(Work item)
Below are some records; reproduce them exactly.

The input START

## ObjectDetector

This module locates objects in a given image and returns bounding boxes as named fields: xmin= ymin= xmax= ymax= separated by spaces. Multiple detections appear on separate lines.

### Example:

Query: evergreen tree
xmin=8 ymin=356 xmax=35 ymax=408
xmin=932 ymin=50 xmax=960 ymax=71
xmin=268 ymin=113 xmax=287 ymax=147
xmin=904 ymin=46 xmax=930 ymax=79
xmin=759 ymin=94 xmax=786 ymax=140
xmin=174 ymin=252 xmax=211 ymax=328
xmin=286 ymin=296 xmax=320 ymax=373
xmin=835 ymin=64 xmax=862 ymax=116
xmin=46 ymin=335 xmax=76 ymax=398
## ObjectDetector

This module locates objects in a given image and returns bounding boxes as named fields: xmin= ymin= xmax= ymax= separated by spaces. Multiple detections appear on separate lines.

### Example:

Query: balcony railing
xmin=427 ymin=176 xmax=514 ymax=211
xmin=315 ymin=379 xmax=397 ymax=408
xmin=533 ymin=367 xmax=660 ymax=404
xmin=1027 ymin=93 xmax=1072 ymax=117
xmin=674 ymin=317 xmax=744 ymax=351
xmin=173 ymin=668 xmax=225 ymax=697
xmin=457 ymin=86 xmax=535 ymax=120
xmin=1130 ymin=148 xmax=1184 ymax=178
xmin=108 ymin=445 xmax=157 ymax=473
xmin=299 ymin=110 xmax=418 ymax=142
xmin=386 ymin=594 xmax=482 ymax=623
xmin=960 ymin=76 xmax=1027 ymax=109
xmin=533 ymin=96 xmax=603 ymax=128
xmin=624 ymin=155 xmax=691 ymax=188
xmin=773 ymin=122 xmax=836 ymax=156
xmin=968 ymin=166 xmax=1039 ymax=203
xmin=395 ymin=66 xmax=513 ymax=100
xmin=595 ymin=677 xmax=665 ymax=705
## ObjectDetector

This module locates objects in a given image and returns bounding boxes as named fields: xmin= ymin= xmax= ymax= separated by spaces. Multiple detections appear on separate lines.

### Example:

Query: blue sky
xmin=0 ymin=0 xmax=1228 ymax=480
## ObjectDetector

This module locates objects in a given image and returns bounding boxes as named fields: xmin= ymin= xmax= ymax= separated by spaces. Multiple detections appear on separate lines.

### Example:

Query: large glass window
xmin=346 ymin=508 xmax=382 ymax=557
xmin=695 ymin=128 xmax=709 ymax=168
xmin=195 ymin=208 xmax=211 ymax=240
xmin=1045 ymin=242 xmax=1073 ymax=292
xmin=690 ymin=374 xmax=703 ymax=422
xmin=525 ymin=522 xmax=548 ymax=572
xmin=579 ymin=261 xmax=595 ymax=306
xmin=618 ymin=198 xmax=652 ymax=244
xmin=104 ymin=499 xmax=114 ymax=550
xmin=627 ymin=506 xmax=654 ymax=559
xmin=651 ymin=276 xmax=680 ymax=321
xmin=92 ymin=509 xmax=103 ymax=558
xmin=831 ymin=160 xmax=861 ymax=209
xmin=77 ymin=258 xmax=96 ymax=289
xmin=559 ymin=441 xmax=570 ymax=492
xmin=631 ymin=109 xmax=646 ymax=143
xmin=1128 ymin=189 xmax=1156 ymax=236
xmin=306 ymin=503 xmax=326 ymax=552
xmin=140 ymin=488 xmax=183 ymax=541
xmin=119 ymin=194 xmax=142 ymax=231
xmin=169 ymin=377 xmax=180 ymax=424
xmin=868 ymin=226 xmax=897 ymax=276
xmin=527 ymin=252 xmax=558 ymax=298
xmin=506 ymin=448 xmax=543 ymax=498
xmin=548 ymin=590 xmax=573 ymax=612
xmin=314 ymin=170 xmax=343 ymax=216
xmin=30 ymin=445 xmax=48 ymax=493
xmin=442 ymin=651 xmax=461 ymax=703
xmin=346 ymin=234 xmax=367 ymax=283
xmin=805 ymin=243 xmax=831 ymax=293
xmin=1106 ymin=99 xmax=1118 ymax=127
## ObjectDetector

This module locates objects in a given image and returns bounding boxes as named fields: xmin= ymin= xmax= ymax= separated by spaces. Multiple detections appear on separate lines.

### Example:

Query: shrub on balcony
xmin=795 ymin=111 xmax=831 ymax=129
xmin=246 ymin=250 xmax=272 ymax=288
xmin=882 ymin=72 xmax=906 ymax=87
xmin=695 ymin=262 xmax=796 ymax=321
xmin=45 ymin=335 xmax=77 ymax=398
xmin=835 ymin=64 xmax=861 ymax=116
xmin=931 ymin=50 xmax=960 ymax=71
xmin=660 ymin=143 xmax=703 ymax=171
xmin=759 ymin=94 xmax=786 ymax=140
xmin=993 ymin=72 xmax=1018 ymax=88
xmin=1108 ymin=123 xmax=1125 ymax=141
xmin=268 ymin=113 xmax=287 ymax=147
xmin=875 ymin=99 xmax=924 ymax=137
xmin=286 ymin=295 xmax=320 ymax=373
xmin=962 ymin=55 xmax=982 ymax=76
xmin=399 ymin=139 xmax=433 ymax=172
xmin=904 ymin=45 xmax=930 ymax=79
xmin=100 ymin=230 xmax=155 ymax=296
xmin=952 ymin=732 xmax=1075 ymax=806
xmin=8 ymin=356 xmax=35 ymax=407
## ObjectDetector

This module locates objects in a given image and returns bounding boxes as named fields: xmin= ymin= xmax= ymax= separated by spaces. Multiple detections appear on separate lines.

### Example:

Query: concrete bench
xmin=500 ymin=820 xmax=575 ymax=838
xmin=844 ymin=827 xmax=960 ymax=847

The input END

(Worked solution)
## ObjectDetector

This module locates objects in a given image and returns bounding boxes as named fields: xmin= ymin= xmax= ymax= separated by spaces. Multiple detections appear on separate lines.

### Example:

Query: evergreen tree
xmin=8 ymin=356 xmax=35 ymax=408
xmin=932 ymin=50 xmax=960 ymax=71
xmin=268 ymin=113 xmax=287 ymax=147
xmin=904 ymin=46 xmax=930 ymax=79
xmin=759 ymin=94 xmax=786 ymax=140
xmin=174 ymin=252 xmax=211 ymax=328
xmin=286 ymin=296 xmax=320 ymax=373
xmin=835 ymin=64 xmax=862 ymax=116
xmin=46 ymin=335 xmax=76 ymax=398
## ObjectDetector

This module locates objects in a given image and returns bounding boxes as named fields: xmin= ymin= xmax= ymax= separated by spaces. Multiple detections appear on separate lines.

### Example:

Query: balcony railing
xmin=427 ymin=176 xmax=514 ymax=211
xmin=315 ymin=379 xmax=397 ymax=408
xmin=533 ymin=367 xmax=660 ymax=404
xmin=1027 ymin=93 xmax=1072 ymax=117
xmin=674 ymin=317 xmax=744 ymax=351
xmin=173 ymin=668 xmax=225 ymax=697
xmin=457 ymin=86 xmax=535 ymax=120
xmin=1130 ymin=148 xmax=1184 ymax=178
xmin=108 ymin=445 xmax=157 ymax=473
xmin=299 ymin=110 xmax=418 ymax=142
xmin=386 ymin=594 xmax=482 ymax=623
xmin=960 ymin=76 xmax=1027 ymax=109
xmin=533 ymin=96 xmax=603 ymax=128
xmin=624 ymin=155 xmax=691 ymax=188
xmin=773 ymin=122 xmax=836 ymax=156
xmin=968 ymin=166 xmax=1039 ymax=203
xmin=395 ymin=66 xmax=513 ymax=100
xmin=595 ymin=677 xmax=665 ymax=705
## ObjectDetector

This module locates objects in a given image and returns bounding boxes as named fields: xmin= ymin= xmax= ymax= separated by spaces. Multiple detections appear on separate lines.

### Example:

Query: blue sky
xmin=0 ymin=0 xmax=1228 ymax=480
## ObjectDetector

This module locates objects in a given image and returns bounding boxes as named fields: xmin= ymin= xmax= ymax= separated by spaces. Multiple detections appear on separate lines.

### Example:

Query: large glass window
xmin=346 ymin=508 xmax=382 ymax=557
xmin=695 ymin=128 xmax=709 ymax=168
xmin=195 ymin=208 xmax=211 ymax=240
xmin=1045 ymin=242 xmax=1073 ymax=292
xmin=690 ymin=374 xmax=703 ymax=422
xmin=525 ymin=522 xmax=548 ymax=572
xmin=579 ymin=261 xmax=595 ymax=306
xmin=618 ymin=198 xmax=652 ymax=244
xmin=104 ymin=499 xmax=114 ymax=550
xmin=627 ymin=506 xmax=654 ymax=559
xmin=651 ymin=276 xmax=680 ymax=321
xmin=92 ymin=509 xmax=103 ymax=558
xmin=831 ymin=160 xmax=861 ymax=209
xmin=77 ymin=258 xmax=96 ymax=289
xmin=559 ymin=441 xmax=570 ymax=492
xmin=631 ymin=109 xmax=646 ymax=143
xmin=1128 ymin=189 xmax=1156 ymax=236
xmin=306 ymin=503 xmax=326 ymax=552
xmin=140 ymin=488 xmax=183 ymax=541
xmin=119 ymin=194 xmax=142 ymax=231
xmin=169 ymin=377 xmax=180 ymax=424
xmin=868 ymin=226 xmax=897 ymax=276
xmin=527 ymin=252 xmax=558 ymax=298
xmin=506 ymin=448 xmax=543 ymax=498
xmin=548 ymin=590 xmax=573 ymax=612
xmin=314 ymin=170 xmax=343 ymax=216
xmin=30 ymin=445 xmax=48 ymax=493
xmin=442 ymin=651 xmax=461 ymax=703
xmin=346 ymin=234 xmax=367 ymax=283
xmin=805 ymin=243 xmax=831 ymax=293
xmin=1106 ymin=99 xmax=1118 ymax=127
## ObjectDetector

This module locates objects in a given image and returns bounding boxes as named fields: xmin= ymin= xmax= ymax= separated by spaces. Multiple detections appear on separate lines.

### Example:

Query: shrub on balcony
xmin=795 ymin=111 xmax=831 ymax=129
xmin=246 ymin=250 xmax=272 ymax=288
xmin=882 ymin=72 xmax=906 ymax=87
xmin=695 ymin=262 xmax=796 ymax=321
xmin=45 ymin=335 xmax=77 ymax=398
xmin=835 ymin=64 xmax=861 ymax=116
xmin=931 ymin=50 xmax=960 ymax=71
xmin=660 ymin=143 xmax=703 ymax=171
xmin=759 ymin=94 xmax=786 ymax=140
xmin=993 ymin=72 xmax=1018 ymax=88
xmin=1108 ymin=123 xmax=1125 ymax=141
xmin=268 ymin=113 xmax=287 ymax=147
xmin=875 ymin=99 xmax=924 ymax=137
xmin=286 ymin=295 xmax=320 ymax=373
xmin=962 ymin=55 xmax=982 ymax=76
xmin=399 ymin=139 xmax=433 ymax=172
xmin=904 ymin=45 xmax=930 ymax=79
xmin=100 ymin=230 xmax=155 ymax=296
xmin=952 ymin=732 xmax=1075 ymax=806
xmin=8 ymin=356 xmax=35 ymax=407
## ObjectDetector

This module locates objects in a given image and returns bounding boxes as named fields: xmin= ymin= xmax= ymax= separated by spaces. Multiple detections appear on separate lines.

### Example:

Query: concrete bench
xmin=500 ymin=820 xmax=575 ymax=838
xmin=844 ymin=827 xmax=960 ymax=847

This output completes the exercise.